## Short task
Could you copy out, verbatim, the lines of the material below that run from the one holding "Can you find the road" through the one holding "(1146, 240)", both included?

## Record excerpts
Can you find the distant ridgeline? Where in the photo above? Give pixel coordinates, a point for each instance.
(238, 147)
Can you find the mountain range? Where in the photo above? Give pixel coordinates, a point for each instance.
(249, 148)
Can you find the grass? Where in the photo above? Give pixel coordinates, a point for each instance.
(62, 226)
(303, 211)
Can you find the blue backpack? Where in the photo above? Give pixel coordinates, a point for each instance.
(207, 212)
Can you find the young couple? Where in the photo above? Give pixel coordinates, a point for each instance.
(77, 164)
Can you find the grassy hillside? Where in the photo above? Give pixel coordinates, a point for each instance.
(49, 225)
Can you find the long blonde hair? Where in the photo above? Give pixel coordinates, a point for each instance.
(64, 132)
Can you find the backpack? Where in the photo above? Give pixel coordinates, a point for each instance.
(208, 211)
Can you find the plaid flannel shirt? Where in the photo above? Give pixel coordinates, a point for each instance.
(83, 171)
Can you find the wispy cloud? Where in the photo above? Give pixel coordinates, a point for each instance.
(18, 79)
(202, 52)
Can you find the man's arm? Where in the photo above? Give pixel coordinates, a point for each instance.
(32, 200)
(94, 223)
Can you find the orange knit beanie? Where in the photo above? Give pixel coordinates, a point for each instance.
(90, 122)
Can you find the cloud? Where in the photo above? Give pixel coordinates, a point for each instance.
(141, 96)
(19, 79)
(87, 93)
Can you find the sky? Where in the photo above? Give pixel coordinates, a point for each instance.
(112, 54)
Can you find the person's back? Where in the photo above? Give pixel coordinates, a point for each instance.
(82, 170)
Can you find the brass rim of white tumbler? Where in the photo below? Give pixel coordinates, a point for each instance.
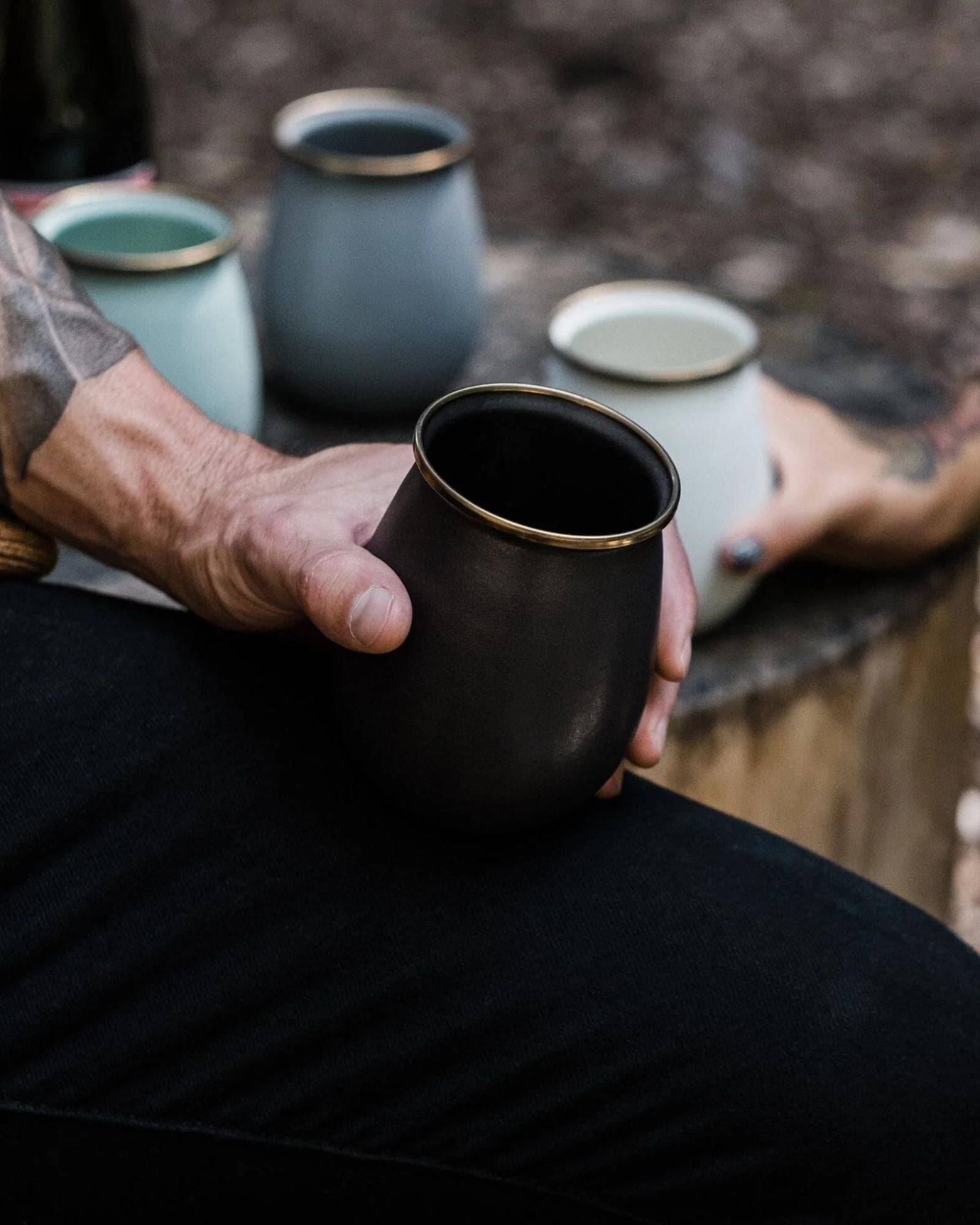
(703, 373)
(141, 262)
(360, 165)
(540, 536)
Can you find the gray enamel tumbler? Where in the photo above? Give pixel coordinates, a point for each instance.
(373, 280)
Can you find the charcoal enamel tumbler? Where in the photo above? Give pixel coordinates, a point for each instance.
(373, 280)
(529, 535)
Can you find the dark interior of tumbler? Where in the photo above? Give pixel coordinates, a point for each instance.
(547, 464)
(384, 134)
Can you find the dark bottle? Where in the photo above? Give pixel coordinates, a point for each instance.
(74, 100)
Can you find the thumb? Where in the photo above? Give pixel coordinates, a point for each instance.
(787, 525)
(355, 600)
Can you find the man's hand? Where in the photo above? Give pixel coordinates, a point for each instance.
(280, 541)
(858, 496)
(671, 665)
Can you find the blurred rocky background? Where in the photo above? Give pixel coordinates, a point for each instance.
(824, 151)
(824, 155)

--

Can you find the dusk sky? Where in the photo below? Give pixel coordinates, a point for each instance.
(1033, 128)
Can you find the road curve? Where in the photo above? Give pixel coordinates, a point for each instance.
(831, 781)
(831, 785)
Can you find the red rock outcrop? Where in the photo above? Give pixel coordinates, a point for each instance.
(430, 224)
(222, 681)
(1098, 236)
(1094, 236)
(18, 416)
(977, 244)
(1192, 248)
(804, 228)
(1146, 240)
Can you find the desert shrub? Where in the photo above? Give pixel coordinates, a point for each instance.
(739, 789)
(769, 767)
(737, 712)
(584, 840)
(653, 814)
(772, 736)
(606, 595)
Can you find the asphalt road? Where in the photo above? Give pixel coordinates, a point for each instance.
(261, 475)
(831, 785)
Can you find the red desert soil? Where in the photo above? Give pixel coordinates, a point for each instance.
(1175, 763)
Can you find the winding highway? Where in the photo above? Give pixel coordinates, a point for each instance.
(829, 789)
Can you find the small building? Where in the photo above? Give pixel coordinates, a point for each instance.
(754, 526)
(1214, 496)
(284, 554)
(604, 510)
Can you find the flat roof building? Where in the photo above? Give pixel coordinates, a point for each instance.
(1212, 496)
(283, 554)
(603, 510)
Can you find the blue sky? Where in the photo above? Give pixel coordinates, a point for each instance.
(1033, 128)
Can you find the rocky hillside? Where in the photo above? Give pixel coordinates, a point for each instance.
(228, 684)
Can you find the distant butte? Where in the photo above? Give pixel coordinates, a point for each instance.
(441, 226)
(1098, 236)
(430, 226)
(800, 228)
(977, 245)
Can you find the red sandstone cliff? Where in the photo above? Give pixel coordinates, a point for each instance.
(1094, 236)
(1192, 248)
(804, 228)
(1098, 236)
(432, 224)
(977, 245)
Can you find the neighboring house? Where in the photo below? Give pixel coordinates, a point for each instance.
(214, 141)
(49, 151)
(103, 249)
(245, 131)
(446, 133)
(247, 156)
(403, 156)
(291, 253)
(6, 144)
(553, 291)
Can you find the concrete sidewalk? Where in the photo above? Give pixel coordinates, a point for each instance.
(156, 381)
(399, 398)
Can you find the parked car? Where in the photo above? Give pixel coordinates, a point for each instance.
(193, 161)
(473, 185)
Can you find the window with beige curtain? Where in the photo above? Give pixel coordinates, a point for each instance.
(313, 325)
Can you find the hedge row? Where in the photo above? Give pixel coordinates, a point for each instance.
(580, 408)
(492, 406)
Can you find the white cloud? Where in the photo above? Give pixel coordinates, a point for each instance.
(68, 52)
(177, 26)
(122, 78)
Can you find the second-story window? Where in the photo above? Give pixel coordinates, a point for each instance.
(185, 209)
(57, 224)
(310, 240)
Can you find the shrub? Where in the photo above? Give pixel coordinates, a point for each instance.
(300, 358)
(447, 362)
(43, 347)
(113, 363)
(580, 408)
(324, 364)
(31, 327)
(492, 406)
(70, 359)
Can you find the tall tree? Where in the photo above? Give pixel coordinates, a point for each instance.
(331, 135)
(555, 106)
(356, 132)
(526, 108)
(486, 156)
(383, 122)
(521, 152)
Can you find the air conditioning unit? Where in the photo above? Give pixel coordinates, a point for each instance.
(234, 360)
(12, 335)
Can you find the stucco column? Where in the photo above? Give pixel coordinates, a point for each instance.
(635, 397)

## Written answer
Can you find the road curve? Where in the photo above? Give pixel coordinates, a point for each instance.
(831, 781)
(831, 785)
Can you find the red rock outcrop? Where in the photo above? Give pixel coordinates, a point for each instance.
(430, 224)
(222, 681)
(1098, 236)
(1094, 236)
(18, 416)
(977, 244)
(1192, 248)
(804, 228)
(1146, 240)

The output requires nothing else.